_TEXT SEGMENT_

Janine Pietsch

Personal information
- Full name: Janine Pietsch
- Nationality: Germany
- Born: 30 June 1982 (age 44) Berlin, Germany
- Height: 1.88 m (6 ft 2 in)
- Weight: 79 kg (174 lb)

Sport
- Sport: Swimming
- Strokes: backstroke
- Club: SC Delphin Ingolstadt

Medal record
Women's swimming
Representing Germany
World Championships (SC)
| Gold medal – first place | 2006 Shanghai | 50 m backstroke |
| Gold medal – first place | 2006 Shanghai | 100 m backstroke |
European Championships (LC)
| Gold medal – first place | 2006 Budapest | 50 m backstroke |
| Bronze medal – third place | 2006 Budapest | 100 m backstroke |
European Championships (SC)

Stored records:
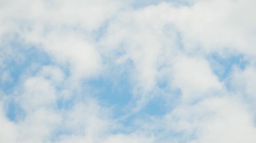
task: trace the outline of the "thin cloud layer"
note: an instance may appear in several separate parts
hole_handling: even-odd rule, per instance
[[[0,1],[0,142],[255,142],[255,4]]]

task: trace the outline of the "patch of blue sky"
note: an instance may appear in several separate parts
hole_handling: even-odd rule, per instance
[[[9,93],[13,91],[13,88],[19,83],[20,77],[26,72],[27,68],[32,64],[39,65],[48,65],[50,60],[49,56],[44,51],[34,47],[26,47],[26,46],[21,43],[13,42],[10,46],[15,52],[16,55],[22,55],[21,59],[11,57],[5,61],[7,66],[2,70],[9,71],[11,80],[9,82],[0,83],[0,87],[4,92]],[[8,57],[6,58],[8,58]],[[34,69],[32,73],[36,73],[40,69]]]
[[[123,115],[132,97],[133,87],[127,74],[112,77],[100,76],[88,82],[93,91],[96,91],[93,96],[103,106],[113,107],[116,116]]]
[[[134,0],[132,6],[135,8],[140,8],[151,5],[157,5],[163,2],[171,2],[175,6],[189,6],[191,5],[191,2],[182,0]]]
[[[233,54],[223,57],[214,53],[208,58],[213,72],[220,81],[225,79],[231,73],[234,66],[244,69],[248,62],[241,54]]]
[[[0,88],[8,96],[8,100],[5,103],[7,108],[7,117],[10,120],[17,121],[25,116],[22,109],[14,99],[13,92],[18,86],[21,77],[27,71],[33,64],[39,66],[48,65],[50,62],[48,55],[44,51],[33,47],[28,47],[18,42],[13,41],[10,43],[12,47],[13,56],[5,57],[4,64],[6,66],[0,69],[2,71],[8,71],[11,80],[0,83]],[[38,68],[30,70],[30,74],[35,74],[40,69]]]
[[[24,118],[26,113],[14,100],[12,99],[6,104],[8,109],[6,116],[10,121],[17,122]]]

_PROBLEM STATEMENT_
Write out the section of the Janine Pietsch profile between "Medal record" and "European Championships (SC)", inclusive.

_EXERCISE RESPONSE_
Medal record
Women's swimming
Representing Germany
World Championships (SC)
| Gold medal – first place | 2006 Shanghai | 50 m backstroke |
| Gold medal – first place | 2006 Shanghai | 100 m backstroke |
European Championships (LC)
| Gold medal – first place | 2006 Budapest | 50 m backstroke |
| Bronze medal – third place | 2006 Budapest | 100 m backstroke |
European Championships (SC)